What the task requires> Copy every record below exactly as written, but leave out the pictures.

(Location annotation dataset excerpts)
_ _ _

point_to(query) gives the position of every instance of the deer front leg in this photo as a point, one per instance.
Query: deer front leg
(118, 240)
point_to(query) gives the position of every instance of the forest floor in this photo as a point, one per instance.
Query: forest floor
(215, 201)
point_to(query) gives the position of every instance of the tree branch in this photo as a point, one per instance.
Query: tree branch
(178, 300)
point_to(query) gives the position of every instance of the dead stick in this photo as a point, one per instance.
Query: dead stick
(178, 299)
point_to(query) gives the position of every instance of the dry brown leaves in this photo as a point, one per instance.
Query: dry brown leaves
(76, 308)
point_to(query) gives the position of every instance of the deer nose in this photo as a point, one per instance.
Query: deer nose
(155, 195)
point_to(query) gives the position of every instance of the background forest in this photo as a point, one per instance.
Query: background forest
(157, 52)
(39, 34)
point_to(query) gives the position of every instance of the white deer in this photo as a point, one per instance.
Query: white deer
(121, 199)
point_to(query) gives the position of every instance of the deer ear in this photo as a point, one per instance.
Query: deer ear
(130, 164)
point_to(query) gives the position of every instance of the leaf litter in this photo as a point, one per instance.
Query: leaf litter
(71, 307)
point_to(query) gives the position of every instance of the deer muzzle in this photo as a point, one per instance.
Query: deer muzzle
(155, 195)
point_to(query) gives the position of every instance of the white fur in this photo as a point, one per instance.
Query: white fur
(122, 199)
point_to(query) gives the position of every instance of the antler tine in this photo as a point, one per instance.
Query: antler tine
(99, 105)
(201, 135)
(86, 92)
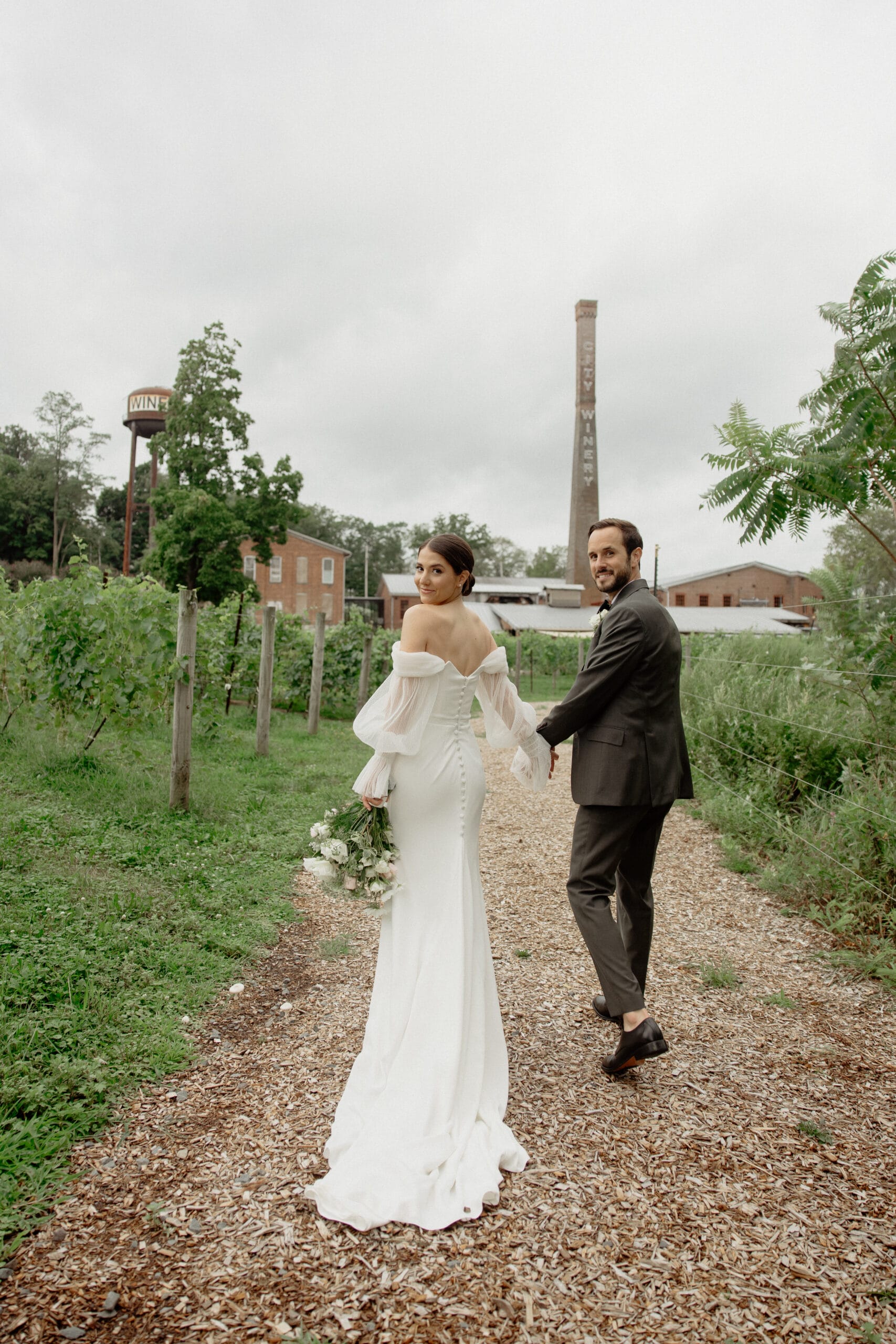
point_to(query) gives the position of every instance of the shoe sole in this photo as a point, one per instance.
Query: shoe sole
(649, 1052)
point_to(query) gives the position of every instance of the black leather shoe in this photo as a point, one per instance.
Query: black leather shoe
(599, 1006)
(645, 1042)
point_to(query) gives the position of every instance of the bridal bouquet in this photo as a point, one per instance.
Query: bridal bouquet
(355, 854)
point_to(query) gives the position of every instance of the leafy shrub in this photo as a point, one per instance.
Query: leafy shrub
(794, 752)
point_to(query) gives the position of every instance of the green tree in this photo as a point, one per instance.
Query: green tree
(111, 507)
(549, 562)
(842, 463)
(492, 554)
(505, 557)
(385, 545)
(853, 549)
(26, 498)
(218, 492)
(70, 443)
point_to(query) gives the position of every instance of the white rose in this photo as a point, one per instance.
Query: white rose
(321, 869)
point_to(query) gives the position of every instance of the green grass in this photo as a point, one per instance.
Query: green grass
(719, 976)
(333, 948)
(734, 858)
(117, 917)
(817, 1132)
(779, 1000)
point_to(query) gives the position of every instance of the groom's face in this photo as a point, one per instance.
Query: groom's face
(612, 566)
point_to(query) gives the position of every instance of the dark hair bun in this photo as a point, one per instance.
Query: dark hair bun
(457, 553)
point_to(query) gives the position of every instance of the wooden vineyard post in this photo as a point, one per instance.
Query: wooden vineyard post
(265, 680)
(364, 680)
(182, 725)
(233, 658)
(318, 674)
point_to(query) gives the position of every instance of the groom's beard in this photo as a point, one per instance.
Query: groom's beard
(618, 582)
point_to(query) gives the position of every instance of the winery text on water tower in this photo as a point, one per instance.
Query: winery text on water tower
(145, 416)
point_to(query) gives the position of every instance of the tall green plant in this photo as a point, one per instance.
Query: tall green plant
(842, 463)
(69, 444)
(82, 647)
(218, 492)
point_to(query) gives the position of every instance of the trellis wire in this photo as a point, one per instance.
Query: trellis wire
(806, 784)
(784, 826)
(818, 603)
(792, 667)
(808, 728)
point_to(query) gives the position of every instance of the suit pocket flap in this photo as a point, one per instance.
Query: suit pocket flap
(616, 737)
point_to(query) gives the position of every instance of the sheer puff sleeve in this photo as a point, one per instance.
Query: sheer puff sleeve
(511, 723)
(394, 718)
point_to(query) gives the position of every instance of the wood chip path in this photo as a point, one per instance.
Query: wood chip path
(679, 1203)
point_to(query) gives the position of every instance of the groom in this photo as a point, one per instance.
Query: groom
(629, 765)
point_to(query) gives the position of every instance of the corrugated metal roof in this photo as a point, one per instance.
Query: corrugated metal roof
(399, 585)
(691, 620)
(731, 620)
(734, 569)
(304, 537)
(488, 613)
(402, 585)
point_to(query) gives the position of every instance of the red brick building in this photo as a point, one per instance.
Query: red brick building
(753, 584)
(304, 577)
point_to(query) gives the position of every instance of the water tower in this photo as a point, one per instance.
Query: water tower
(145, 416)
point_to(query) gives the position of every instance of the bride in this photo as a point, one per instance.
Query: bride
(419, 1135)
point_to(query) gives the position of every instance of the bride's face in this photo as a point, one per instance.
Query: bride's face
(436, 580)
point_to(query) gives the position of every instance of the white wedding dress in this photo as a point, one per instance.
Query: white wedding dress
(419, 1135)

_ _ _

Exercise output>
point_to(query) gives the position of every instance of the deer front leg in this photo as a point, one per instance.
Query: deer front leg
(118, 240)
point_to(query) gives the position of every instance of the forest floor in this photo as a point, one per instance.
Query: forest floor
(215, 201)
point_to(query) gives the position of every instance of the tree branch in this photo as a point, one per instance.
Query: tree branch
(178, 300)
point_to(query) gives the position of every instance of the dead stick in this photo as a point, one per instance.
Query: dead stick
(178, 299)
point_to(query) gives the position of every instance of the dry brown leaves in this photo as a point, one per instance.
Query: dry brown leaves
(76, 308)
point_to(query) gives the position of every instance of the deer nose in this photo as a point, one per instance.
Query: deer nose
(155, 195)
point_to(query) gives the position of every instance of the background forest in this photo as a point, one per instance.
Query: background forest
(157, 52)
(39, 34)
point_to(query) gives the position of every instance of the white deer in this photo as a point, one per instance.
Query: white deer
(121, 199)
point_to(query) gives the position of every instance of the deer ear in this photo as a point, one per instance.
Query: deer ear
(130, 164)
point_to(query) gives the position of every instance of the leaf litter in this photo as a point, one per instance.
Query: leaf litter
(71, 307)
point_to(query) gives the position of every instance of the deer muzzle in this photo as a point, one per instance.
Query: deer muzzle
(155, 195)
point_to(query) gives the position of every instance of the white fur in this photo as a point, one per instance.
Query: white fur
(122, 199)
point_to(query) gives the position of every instance of the antler tine in this photo as a point, one per instance.
Query: antler tine
(99, 105)
(201, 135)
(86, 92)
point_to(query) gives the position of every instance of the shoe sole in this photo as a point, one per instance.
Query: shoe sole
(649, 1052)
point_to(query) gives the position of every instance of the black leather shoe in this photo as a point, one per instance.
Query: black leather shoe
(599, 1006)
(645, 1042)
point_to(query) gives the position of every instance of the bridal bouquet in this photo as a point, one per instance.
Query: bridal bouquet
(355, 854)
point_to(query) gives the position of every instance of the leafy shrub in this photo as a point, one per instance.
Query: leafy shrub
(794, 752)
point_to(query) gives the position of every instance of the green tree in this photo as a point, one per instance.
Query: green tree
(111, 507)
(549, 562)
(842, 463)
(492, 554)
(505, 557)
(385, 545)
(853, 549)
(26, 498)
(218, 492)
(70, 443)
point_to(query) gives the position of every instance of the white rose in this photo as a point, one per instance.
Query: white rose
(321, 869)
point_to(query) gives the position of every instance of the green grass in this photo as a point, one per instance.
Query: green grass
(719, 976)
(333, 948)
(734, 858)
(117, 917)
(817, 1132)
(779, 1000)
point_to(query) gives the position of every instance of the groom's face in this photo as a point, one per instance.
Query: groom's face
(612, 566)
point_to(query) gives the position of every instance of the dark hair bun in this photo as a point, one per instance.
Query: dark hair bun
(457, 553)
point_to(query) gives the position of every instance of the wooden vineyard post in this photo as a point, one per instance.
Query: wooden vineyard post
(265, 680)
(364, 680)
(182, 725)
(233, 658)
(318, 674)
point_to(query) gives the position of every instance of the groom's beard in this photo as a point, one per instance.
Query: groom's beard
(618, 582)
point_to(query) gives the position of every instance of the winery text on water tower in this photo as a point, one per instance.
Query: winery text on water tower
(145, 416)
point_to(query) gives the position of every instance of the tall green plant in this photo as a point, one per instance.
Query: tall green plant
(842, 463)
(69, 444)
(82, 647)
(218, 492)
point_to(query) gives the position of every instance of the trellis wire in this photo as a point, one per instance.
Query: trellis wire
(806, 784)
(784, 826)
(818, 603)
(792, 667)
(808, 728)
point_to(query) gives the position of every instance of the suit pocket flap in this photo as a point, one per instance.
Query: suit pocket flap
(616, 737)
point_to(query) gives the position of every instance of the sheer puff sleeve in this photo as a point, one per instance.
Query: sheer puff sleeve
(511, 723)
(394, 718)
point_to(query) gives the position of every instance of the wood chip path in this photo as a point, one per instance.
Query: wood chip path
(679, 1203)
point_to(query) gives the position of every instance of the groom in this photo as a point, one per instance.
Query: groom
(629, 765)
point_to(query) gives the position of every instance of the corrugated metal roof in this photo as a point, one per instance.
Query: corrugated metal roof
(399, 585)
(691, 620)
(731, 620)
(734, 569)
(304, 537)
(488, 613)
(402, 585)
point_to(query) gives the position of every instance of the red brick building in this photo as a point, one per instance.
Query: red brick building
(753, 584)
(304, 577)
point_to(query) gives the position of every instance of the water tower in this photo as a point, one per instance.
Query: water tower
(145, 416)
point_to(query) gives the position of every instance of the bride in this photo as a point, one per instance.
Query: bride
(419, 1135)
point_to(query) gives the position of every instance of the bride's face in this photo as a point, one per instance.
Query: bride's face
(436, 580)
point_to(query) gives the position of every instance of the white wedding dress in this photo as a point, one per instance.
Query: white wedding dress
(419, 1135)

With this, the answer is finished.